▶ _Task_:
Using the records below, find every line that includes "bridge" and copy it.
Segment Start: Data for processing
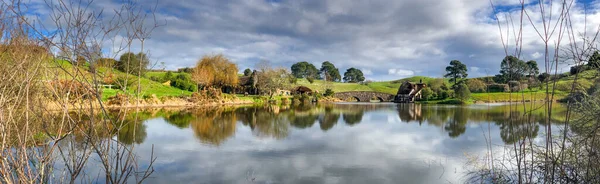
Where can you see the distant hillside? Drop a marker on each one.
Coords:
(62, 69)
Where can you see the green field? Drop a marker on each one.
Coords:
(148, 87)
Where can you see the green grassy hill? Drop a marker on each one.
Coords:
(64, 70)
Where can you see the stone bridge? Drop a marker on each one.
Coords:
(364, 96)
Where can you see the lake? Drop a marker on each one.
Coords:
(328, 143)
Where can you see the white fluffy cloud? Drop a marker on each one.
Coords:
(401, 72)
(377, 36)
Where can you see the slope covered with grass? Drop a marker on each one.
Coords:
(64, 70)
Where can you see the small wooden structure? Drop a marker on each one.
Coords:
(409, 92)
(300, 90)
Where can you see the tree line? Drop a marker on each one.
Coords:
(327, 72)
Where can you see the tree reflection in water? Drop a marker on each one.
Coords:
(215, 125)
(328, 119)
(352, 118)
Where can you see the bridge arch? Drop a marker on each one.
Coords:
(364, 96)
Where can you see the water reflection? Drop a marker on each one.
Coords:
(327, 143)
(214, 126)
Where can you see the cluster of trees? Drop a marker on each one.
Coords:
(135, 64)
(215, 71)
(514, 69)
(327, 72)
(592, 63)
(182, 81)
(268, 79)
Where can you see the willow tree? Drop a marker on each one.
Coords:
(215, 71)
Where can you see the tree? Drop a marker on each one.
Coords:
(304, 70)
(427, 94)
(476, 85)
(168, 76)
(462, 93)
(106, 62)
(247, 72)
(511, 69)
(133, 63)
(532, 68)
(543, 77)
(329, 72)
(271, 79)
(594, 60)
(354, 75)
(215, 70)
(456, 71)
Segment End: Data for processing
▶ _Output for this task_:
Where can you see the stone bridge? Drop a marker on each one.
Where can you see the bridge arch? Drop a marker on each one.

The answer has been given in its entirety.